EXERCISE AIM => Reproduce only the part of the material that opens with the line containing "[segment] vertical embroidered banner" and closes with the line containing "MULTIPOLYGON (((302 142, 302", both lines included, keeping the requests. Shift every vertex in the outlines by adding 54 to each x and y coordinate.
-- Start --
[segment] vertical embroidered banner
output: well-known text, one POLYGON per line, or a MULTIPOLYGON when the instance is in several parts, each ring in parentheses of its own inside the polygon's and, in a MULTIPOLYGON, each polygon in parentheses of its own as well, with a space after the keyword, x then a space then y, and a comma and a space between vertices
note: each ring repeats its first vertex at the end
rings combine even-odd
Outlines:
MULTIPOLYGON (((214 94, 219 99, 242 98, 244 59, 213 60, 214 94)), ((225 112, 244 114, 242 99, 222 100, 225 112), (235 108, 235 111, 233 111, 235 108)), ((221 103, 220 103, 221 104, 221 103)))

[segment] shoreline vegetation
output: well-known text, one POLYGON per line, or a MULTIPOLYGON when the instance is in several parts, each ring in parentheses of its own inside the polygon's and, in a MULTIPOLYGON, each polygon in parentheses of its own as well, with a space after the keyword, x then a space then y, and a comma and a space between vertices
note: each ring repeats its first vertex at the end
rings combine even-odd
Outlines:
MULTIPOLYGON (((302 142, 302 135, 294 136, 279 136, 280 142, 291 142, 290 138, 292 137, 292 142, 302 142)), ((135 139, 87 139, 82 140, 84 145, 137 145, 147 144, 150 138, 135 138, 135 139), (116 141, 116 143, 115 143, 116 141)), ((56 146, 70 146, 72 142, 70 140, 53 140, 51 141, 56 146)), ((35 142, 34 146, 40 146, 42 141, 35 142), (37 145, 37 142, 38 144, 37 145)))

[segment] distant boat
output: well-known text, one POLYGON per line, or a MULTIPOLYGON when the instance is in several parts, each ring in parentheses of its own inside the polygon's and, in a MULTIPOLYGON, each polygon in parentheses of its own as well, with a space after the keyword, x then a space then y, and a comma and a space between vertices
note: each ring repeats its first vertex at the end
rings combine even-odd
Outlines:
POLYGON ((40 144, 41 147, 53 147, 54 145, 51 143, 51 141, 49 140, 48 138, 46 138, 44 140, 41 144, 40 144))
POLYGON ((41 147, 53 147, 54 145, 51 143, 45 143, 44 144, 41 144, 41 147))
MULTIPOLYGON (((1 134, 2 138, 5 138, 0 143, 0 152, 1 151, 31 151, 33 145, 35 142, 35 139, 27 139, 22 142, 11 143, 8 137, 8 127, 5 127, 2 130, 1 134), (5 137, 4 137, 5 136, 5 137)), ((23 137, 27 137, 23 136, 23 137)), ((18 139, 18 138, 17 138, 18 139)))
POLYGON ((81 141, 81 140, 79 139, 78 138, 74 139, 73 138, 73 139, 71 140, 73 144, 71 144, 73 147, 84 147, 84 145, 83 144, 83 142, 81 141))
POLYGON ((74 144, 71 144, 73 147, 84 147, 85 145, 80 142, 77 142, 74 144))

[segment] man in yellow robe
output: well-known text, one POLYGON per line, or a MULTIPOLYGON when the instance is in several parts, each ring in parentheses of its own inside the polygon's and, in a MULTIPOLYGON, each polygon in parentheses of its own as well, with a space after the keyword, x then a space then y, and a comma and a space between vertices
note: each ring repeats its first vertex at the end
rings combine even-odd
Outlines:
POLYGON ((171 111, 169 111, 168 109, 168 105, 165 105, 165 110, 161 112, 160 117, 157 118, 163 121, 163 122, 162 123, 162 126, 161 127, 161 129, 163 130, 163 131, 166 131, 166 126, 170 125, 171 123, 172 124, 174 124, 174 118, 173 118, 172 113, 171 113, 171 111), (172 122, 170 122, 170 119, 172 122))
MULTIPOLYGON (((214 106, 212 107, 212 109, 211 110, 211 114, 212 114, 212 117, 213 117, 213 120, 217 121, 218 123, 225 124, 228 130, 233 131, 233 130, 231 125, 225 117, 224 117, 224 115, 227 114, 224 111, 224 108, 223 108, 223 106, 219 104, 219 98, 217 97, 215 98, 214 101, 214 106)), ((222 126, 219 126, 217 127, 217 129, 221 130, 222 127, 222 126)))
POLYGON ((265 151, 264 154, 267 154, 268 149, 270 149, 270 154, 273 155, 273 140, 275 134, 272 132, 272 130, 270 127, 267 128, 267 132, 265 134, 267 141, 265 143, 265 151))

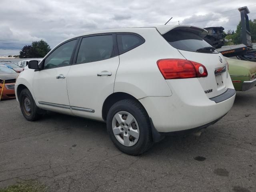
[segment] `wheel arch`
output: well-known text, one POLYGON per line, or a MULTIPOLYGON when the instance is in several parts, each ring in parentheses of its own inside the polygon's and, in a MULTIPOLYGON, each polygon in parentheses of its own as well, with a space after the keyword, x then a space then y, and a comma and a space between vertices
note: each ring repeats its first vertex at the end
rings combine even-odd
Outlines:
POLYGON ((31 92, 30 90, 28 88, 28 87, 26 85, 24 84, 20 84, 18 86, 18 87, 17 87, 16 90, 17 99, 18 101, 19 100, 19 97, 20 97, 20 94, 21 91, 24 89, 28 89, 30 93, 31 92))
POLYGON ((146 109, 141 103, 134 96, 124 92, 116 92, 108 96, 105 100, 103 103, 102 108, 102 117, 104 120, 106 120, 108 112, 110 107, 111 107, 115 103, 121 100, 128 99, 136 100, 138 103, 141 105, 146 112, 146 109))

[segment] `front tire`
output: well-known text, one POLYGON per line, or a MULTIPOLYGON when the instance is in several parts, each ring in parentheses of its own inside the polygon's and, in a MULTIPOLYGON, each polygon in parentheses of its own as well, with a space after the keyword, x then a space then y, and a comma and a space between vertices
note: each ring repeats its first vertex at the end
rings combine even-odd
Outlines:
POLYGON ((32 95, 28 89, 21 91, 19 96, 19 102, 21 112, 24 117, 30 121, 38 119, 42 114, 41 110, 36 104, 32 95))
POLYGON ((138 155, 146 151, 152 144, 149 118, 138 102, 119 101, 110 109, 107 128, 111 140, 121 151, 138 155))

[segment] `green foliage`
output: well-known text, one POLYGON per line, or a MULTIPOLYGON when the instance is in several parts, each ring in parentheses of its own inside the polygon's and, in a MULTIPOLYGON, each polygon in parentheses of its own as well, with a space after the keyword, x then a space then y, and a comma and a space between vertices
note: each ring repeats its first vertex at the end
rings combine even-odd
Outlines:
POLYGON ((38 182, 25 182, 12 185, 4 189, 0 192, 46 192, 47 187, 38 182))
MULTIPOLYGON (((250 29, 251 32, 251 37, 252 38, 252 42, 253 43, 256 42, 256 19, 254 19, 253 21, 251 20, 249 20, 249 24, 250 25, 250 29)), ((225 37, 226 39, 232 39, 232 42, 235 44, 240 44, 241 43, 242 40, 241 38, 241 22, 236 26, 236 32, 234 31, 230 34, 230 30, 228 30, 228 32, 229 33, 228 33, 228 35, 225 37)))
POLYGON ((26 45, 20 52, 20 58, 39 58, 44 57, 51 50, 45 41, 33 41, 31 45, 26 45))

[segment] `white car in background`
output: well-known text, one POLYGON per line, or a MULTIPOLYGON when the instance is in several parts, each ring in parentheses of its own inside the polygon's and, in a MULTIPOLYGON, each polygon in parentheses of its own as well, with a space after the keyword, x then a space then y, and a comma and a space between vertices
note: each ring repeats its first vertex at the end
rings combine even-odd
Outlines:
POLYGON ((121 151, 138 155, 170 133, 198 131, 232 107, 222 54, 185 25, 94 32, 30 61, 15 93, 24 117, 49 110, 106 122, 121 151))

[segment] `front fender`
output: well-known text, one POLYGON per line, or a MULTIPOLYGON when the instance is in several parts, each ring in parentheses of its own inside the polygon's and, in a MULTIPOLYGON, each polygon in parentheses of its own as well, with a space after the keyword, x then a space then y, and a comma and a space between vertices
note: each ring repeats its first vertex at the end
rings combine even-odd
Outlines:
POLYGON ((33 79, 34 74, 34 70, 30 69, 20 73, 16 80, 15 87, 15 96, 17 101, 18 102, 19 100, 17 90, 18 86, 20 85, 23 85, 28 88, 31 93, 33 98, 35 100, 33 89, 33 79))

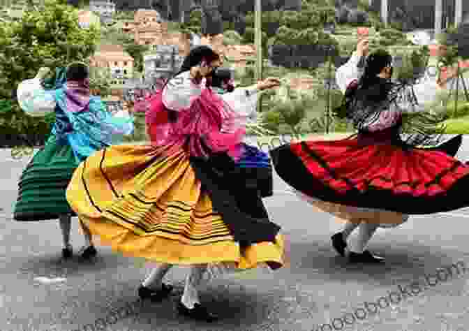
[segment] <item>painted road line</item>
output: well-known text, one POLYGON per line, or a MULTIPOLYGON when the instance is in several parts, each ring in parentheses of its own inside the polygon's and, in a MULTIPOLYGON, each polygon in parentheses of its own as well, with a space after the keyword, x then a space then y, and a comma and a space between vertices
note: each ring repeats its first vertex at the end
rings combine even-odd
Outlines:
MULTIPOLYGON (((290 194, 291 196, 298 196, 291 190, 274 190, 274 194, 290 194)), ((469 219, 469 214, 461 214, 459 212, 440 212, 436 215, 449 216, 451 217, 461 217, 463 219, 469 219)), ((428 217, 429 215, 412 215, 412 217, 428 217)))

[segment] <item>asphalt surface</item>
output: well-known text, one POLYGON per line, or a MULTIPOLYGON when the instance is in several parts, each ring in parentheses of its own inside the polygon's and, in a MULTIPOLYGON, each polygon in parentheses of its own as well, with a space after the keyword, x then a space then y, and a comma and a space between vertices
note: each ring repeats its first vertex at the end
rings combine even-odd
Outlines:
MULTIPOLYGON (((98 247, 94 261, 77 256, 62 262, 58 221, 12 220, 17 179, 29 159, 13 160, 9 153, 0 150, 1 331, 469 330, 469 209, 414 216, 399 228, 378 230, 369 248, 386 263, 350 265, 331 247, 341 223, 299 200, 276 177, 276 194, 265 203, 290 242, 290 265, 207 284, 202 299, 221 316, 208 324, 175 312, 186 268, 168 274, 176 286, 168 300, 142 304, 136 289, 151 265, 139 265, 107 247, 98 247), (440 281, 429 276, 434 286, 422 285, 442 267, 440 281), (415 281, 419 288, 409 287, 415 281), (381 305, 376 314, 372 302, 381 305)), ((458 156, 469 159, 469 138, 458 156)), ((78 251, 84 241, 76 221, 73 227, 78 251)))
-- End --
-- Start --
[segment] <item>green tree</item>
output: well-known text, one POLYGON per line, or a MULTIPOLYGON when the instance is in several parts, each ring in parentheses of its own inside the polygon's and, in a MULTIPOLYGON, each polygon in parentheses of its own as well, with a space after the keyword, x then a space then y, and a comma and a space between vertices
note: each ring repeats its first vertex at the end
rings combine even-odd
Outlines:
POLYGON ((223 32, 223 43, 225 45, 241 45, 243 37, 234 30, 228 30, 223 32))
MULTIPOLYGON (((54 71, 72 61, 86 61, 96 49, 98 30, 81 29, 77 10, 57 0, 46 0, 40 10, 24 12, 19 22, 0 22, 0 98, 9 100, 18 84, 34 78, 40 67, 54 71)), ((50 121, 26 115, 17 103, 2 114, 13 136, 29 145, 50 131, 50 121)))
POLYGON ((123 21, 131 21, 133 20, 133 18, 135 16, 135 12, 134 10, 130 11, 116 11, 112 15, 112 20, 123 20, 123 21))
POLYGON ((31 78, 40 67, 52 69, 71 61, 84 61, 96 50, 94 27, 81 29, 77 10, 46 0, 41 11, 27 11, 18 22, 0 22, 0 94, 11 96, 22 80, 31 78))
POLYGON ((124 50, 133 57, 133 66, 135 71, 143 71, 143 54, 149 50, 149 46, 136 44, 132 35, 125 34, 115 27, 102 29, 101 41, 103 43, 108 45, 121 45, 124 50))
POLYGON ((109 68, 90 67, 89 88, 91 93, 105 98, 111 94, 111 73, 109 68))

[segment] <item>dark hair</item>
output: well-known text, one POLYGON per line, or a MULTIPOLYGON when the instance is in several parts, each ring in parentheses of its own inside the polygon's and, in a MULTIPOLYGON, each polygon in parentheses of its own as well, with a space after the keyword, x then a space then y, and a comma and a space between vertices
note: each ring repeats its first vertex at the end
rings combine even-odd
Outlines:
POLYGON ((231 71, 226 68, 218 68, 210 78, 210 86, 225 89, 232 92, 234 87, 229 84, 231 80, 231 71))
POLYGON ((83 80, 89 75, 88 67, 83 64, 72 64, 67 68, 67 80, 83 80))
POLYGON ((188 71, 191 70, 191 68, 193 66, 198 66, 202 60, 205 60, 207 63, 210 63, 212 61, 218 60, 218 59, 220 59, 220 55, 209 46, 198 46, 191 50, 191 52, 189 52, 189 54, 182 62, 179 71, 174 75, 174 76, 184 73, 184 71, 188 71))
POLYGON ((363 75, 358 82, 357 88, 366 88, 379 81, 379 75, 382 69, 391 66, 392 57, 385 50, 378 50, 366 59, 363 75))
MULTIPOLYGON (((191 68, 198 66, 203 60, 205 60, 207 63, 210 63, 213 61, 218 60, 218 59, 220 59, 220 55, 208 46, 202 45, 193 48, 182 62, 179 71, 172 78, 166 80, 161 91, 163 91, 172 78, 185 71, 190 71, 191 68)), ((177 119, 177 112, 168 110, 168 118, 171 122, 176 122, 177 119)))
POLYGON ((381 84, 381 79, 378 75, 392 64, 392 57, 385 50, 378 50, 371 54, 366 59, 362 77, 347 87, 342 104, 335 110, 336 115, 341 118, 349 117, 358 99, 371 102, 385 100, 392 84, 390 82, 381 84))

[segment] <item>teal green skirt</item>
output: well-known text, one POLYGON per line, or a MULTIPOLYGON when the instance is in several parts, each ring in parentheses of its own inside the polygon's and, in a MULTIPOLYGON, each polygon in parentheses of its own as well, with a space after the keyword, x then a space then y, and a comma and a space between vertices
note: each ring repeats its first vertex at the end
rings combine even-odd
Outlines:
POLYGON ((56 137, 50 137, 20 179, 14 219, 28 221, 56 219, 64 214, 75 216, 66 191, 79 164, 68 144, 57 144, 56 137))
-- End --
ANSWER TO THIS EXERCISE =>
[segment] vertical embroidered banner
output: well-known text, one POLYGON per line, or a MULTIPOLYGON when the instance is in several parts, each ring in parentheses of its own inside the polygon's and, in a MULTIPOLYGON, each polygon in parentheses of its own as well, with a space after the keyword, x then a space then y, and a comma and a space between vertices
note: each ring repeats its first vertex at the end
rings combine even-odd
Outlines:
MULTIPOLYGON (((268 148, 273 153, 296 152, 298 113, 267 114, 268 148)), ((279 166, 298 168, 296 153, 276 154, 279 166), (289 162, 289 165, 287 165, 289 162)), ((275 157, 274 157, 275 158, 275 157)))

[segment] shoreline vegetation
output: well-known text, one POLYGON per line, or a MULTIPOLYGON when the instance is in several parts, each ring in parentheses of its own inside the polygon's and, in a MULTIPOLYGON, each polygon in parentheses of its own as well, with a space after the keyword, x then a space then y, and a comma and a space between vertices
note: each ring repeats its first vertex at the end
rings combine even-odd
Outlines:
MULTIPOLYGON (((356 196, 356 189, 348 190, 333 190, 334 196, 345 196, 344 192, 346 191, 346 196, 356 196)), ((189 193, 141 193, 136 194, 138 199, 191 199, 201 198, 204 192, 189 192, 189 193), (170 195, 170 197, 169 197, 170 195)), ((110 200, 124 200, 126 196, 124 194, 107 194, 105 195, 110 200)), ((89 196, 88 200, 94 200, 96 195, 89 196), (91 199, 91 196, 92 198, 91 199)))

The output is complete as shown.